Write out all of the data without omission, exactly as shown.

Location annotation dataset excerpts
-- Start --

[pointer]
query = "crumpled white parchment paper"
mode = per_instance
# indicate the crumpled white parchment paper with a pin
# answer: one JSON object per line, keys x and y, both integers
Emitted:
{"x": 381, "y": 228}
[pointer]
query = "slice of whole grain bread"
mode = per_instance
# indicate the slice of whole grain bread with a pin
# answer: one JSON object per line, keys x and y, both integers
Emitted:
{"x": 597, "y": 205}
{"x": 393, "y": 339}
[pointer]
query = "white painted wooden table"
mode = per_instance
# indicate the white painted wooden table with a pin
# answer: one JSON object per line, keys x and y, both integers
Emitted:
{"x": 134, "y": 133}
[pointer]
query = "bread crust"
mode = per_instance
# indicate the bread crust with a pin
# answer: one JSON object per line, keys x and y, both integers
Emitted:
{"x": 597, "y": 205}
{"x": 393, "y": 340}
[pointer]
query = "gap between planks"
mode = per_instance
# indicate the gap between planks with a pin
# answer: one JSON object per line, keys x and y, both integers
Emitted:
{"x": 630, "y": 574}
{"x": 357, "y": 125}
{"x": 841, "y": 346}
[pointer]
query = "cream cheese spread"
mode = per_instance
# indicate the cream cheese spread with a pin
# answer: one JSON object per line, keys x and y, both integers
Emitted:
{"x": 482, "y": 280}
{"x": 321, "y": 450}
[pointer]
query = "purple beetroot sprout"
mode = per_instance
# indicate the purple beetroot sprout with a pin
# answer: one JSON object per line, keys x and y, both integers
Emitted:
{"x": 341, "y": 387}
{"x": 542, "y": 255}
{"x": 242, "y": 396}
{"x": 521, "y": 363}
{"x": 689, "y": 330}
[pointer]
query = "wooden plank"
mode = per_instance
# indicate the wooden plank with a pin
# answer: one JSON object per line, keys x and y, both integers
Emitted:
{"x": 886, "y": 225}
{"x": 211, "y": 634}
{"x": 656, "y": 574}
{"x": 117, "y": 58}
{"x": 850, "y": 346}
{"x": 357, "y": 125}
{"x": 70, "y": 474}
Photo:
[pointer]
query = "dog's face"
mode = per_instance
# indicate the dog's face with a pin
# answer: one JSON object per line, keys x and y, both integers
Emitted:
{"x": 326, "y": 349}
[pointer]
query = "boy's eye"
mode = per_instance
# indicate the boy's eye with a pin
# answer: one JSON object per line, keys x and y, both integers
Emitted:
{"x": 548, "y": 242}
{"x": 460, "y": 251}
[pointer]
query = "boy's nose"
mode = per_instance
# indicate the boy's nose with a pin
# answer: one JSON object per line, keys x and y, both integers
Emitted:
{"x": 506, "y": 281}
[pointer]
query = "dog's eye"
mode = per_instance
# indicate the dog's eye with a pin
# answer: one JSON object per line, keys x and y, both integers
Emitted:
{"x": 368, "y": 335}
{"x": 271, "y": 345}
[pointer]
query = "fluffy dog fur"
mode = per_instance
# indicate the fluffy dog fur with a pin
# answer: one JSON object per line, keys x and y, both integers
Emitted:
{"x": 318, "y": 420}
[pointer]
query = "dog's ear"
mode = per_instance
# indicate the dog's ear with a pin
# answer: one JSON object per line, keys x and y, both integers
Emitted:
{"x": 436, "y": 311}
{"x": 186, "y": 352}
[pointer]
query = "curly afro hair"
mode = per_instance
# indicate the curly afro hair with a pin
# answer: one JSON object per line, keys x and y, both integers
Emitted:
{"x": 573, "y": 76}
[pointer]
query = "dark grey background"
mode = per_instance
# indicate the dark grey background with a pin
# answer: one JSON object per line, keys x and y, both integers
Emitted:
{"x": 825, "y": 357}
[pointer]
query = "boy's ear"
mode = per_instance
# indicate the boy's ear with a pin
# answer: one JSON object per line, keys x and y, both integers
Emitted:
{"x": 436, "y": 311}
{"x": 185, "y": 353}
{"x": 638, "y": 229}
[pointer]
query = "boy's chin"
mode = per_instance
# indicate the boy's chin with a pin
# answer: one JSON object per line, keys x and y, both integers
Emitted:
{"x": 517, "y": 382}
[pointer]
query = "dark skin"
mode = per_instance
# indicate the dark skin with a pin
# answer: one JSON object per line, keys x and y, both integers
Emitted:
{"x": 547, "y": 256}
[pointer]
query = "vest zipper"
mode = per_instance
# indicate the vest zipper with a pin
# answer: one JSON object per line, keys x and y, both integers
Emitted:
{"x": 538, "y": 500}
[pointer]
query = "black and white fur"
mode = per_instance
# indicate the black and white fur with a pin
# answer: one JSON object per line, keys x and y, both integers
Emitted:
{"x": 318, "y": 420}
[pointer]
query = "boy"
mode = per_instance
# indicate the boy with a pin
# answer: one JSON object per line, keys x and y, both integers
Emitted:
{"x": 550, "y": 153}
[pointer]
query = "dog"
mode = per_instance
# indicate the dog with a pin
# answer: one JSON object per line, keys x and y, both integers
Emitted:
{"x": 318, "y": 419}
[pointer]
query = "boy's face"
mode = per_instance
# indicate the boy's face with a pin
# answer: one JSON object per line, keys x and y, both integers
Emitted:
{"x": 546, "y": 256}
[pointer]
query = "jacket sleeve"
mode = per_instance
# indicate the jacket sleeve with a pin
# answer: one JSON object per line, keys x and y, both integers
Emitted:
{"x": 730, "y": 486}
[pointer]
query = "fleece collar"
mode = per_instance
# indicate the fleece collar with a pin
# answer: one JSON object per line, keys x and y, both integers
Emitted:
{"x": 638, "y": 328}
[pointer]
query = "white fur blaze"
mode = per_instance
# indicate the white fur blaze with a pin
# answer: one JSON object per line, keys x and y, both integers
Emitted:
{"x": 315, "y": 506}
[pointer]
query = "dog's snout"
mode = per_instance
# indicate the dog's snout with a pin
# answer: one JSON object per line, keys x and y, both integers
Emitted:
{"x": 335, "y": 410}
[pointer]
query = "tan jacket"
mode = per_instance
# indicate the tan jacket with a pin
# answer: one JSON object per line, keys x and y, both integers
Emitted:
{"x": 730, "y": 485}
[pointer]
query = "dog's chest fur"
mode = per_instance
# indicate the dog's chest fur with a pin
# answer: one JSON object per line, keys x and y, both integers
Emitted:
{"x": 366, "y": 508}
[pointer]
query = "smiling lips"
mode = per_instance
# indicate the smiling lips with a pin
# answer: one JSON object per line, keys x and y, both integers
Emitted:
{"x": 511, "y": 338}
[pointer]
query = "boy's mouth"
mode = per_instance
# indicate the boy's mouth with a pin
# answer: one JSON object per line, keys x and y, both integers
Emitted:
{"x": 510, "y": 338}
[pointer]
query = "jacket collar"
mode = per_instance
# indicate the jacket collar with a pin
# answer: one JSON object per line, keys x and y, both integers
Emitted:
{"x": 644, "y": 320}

-- End --

THE RESULT
[pointer]
query = "crumpled white parchment paper"
mode = per_instance
# indicate the crumpled white parchment paper with a pin
# answer: one JSON object per line, keys x and y, both integers
Emitted:
{"x": 381, "y": 228}
[pointer]
query = "slice of whole grain bread"
mode = per_instance
# indicate the slice of whole grain bread with a pin
# answer: one JSON object per line, keys x and y, both integers
Emitted:
{"x": 597, "y": 205}
{"x": 393, "y": 339}
[pointer]
query = "white painted wooden table"
mode = per_instance
# indicate the white painted wooden table with a pin
# answer: one JSON object per line, keys x and y, both integers
Emitted:
{"x": 134, "y": 133}
[pointer]
query = "bread crust"
mode = per_instance
# indicate the bread crust with a pin
# answer: one JSON object per line, keys x and y, both integers
Emitted:
{"x": 597, "y": 205}
{"x": 393, "y": 340}
[pointer]
query = "gap between planks"
mode = per_instance
# indicate the gap between planks with a pin
# answer: one JSON object per line, keys x and y, both integers
Emitted:
{"x": 630, "y": 574}
{"x": 357, "y": 125}
{"x": 841, "y": 346}
[pointer]
query = "cream cheese spread"
mode = per_instance
# indicate the cream cheese spread with a pin
# answer: one JSON object per line, keys x and y, both integers
Emitted:
{"x": 482, "y": 280}
{"x": 321, "y": 450}
[pointer]
query = "purple beetroot sprout"
mode = per_instance
# indicate the purple beetroot sprout with a pin
# answer: one JSON object per line, keys x and y, both integers
Emitted:
{"x": 341, "y": 387}
{"x": 542, "y": 255}
{"x": 242, "y": 396}
{"x": 521, "y": 363}
{"x": 689, "y": 330}
[pointer]
query = "wooden plank"
mode = per_instance
# indicate the wooden plank with a pin
# answer: one JSON object per line, keys x and y, both integers
Emitted:
{"x": 886, "y": 225}
{"x": 211, "y": 634}
{"x": 656, "y": 574}
{"x": 117, "y": 58}
{"x": 850, "y": 346}
{"x": 357, "y": 125}
{"x": 70, "y": 474}
Photo:
[pointer]
query = "dog's face"
mode = per_instance
# indicate the dog's face with a pin
# answer: one JSON object per line, keys x and y, both integers
Emitted:
{"x": 326, "y": 349}
[pointer]
query = "boy's eye"
mode = per_instance
# indicate the boy's eye with a pin
# answer: one JSON object per line, keys x and y, both integers
Emitted:
{"x": 548, "y": 242}
{"x": 460, "y": 251}
[pointer]
query = "boy's nose"
mode = per_instance
# indicate the boy's nose with a pin
# answer: one JSON object per line, keys x and y, both integers
Emitted:
{"x": 506, "y": 281}
[pointer]
query = "dog's eye"
mode = per_instance
# indicate the dog's eye with a pin
# answer: one JSON object per line, keys x and y, both integers
Emitted:
{"x": 368, "y": 335}
{"x": 271, "y": 345}
[pointer]
query = "fluffy dog fur"
mode = per_instance
# indicate the fluffy dog fur with a pin
# answer: one JSON object per line, keys x and y, both integers
Emitted:
{"x": 318, "y": 420}
[pointer]
query = "dog's ear"
mode = per_instance
# indicate the dog's ear with a pin
# answer: one JSON object per line, keys x and y, both integers
Emitted:
{"x": 436, "y": 311}
{"x": 186, "y": 352}
[pointer]
query = "curly afro hair"
mode = per_instance
# indicate the curly afro hair with a pin
# answer: one JSON object per line, keys x and y, both integers
Emitted:
{"x": 573, "y": 76}
[pointer]
query = "dark grey background"
mode = per_instance
# indicate the dark grey background with a pin
# answer: one JSON object per line, keys x and y, both integers
Emitted:
{"x": 825, "y": 357}
[pointer]
query = "boy's ear"
mode = per_instance
# indicate the boy's ear with a pin
# answer: one JSON object per line, keys x and y, both integers
Emitted:
{"x": 436, "y": 311}
{"x": 185, "y": 353}
{"x": 638, "y": 229}
[pointer]
query = "boy's chin"
mode = per_instance
# indicate the boy's chin with a pin
# answer: one JSON object per line, keys x and y, both integers
Emitted:
{"x": 517, "y": 382}
[pointer]
query = "dark skin"
mode = per_instance
# indicate the dark skin with a pin
# answer: one JSON object per line, keys x and y, both integers
Emitted:
{"x": 547, "y": 256}
[pointer]
query = "vest zipper"
mode = per_instance
# indicate the vest zipper with a pin
# answer: one JSON object per line, keys x and y, both integers
Emitted:
{"x": 538, "y": 500}
[pointer]
query = "black and white fur"
mode = per_instance
# indicate the black and white fur with a pin
# answer: one JSON object per line, keys x and y, both integers
Emitted:
{"x": 318, "y": 420}
[pointer]
query = "boy"
mode = per_instance
# indicate the boy with a pin
# answer: one JSON object per line, keys x and y, both integers
Emitted:
{"x": 550, "y": 153}
[pointer]
query = "dog"
mode = per_instance
# indicate the dog with a pin
# answer: one JSON object per line, keys x and y, both integers
Emitted:
{"x": 318, "y": 419}
[pointer]
query = "boy's face"
mode = per_instance
# indicate the boy's face with a pin
# answer: one JSON object per line, keys x and y, both integers
Emitted:
{"x": 546, "y": 256}
[pointer]
query = "jacket sleeve"
mode = per_instance
# indicate the jacket sleeve with a pin
# answer: one JSON object per line, keys x and y, both integers
Emitted:
{"x": 730, "y": 486}
[pointer]
query = "fleece collar"
mode = per_instance
# indicate the fleece collar with a pin
# answer: one JSON object per line, keys x and y, both integers
Emitted:
{"x": 638, "y": 328}
[pointer]
query = "white fur blaze"
mode = per_instance
# indicate the white fur blaze with a pin
# answer: one JSON object per line, keys x and y, both integers
Emitted:
{"x": 315, "y": 506}
[pointer]
query = "dog's snout"
mode = per_instance
# indicate the dog's snout with a pin
# answer: one JSON object per line, keys x and y, both integers
Emitted:
{"x": 335, "y": 410}
[pointer]
query = "tan jacket"
mode = per_instance
# indicate the tan jacket with a pin
# answer: one JSON object per line, keys x and y, both integers
Emitted:
{"x": 730, "y": 485}
[pointer]
query = "dog's chest fur"
mode = per_instance
# indicate the dog's chest fur with a pin
# answer: one JSON object per line, keys x and y, both integers
Emitted:
{"x": 366, "y": 508}
[pointer]
query = "smiling lips"
mode = per_instance
# indicate the smiling lips with a pin
# answer: one JSON object per line, keys x and y, both integers
Emitted:
{"x": 511, "y": 338}
[pointer]
query = "boy's mouth"
mode = per_instance
# indicate the boy's mouth with a pin
# answer: one JSON object per line, keys x and y, both integers
Emitted:
{"x": 510, "y": 338}
[pointer]
query = "jacket collar"
mode = per_instance
# indicate the jacket collar with a pin
# answer: one JSON object per line, keys x and y, both integers
Emitted:
{"x": 644, "y": 320}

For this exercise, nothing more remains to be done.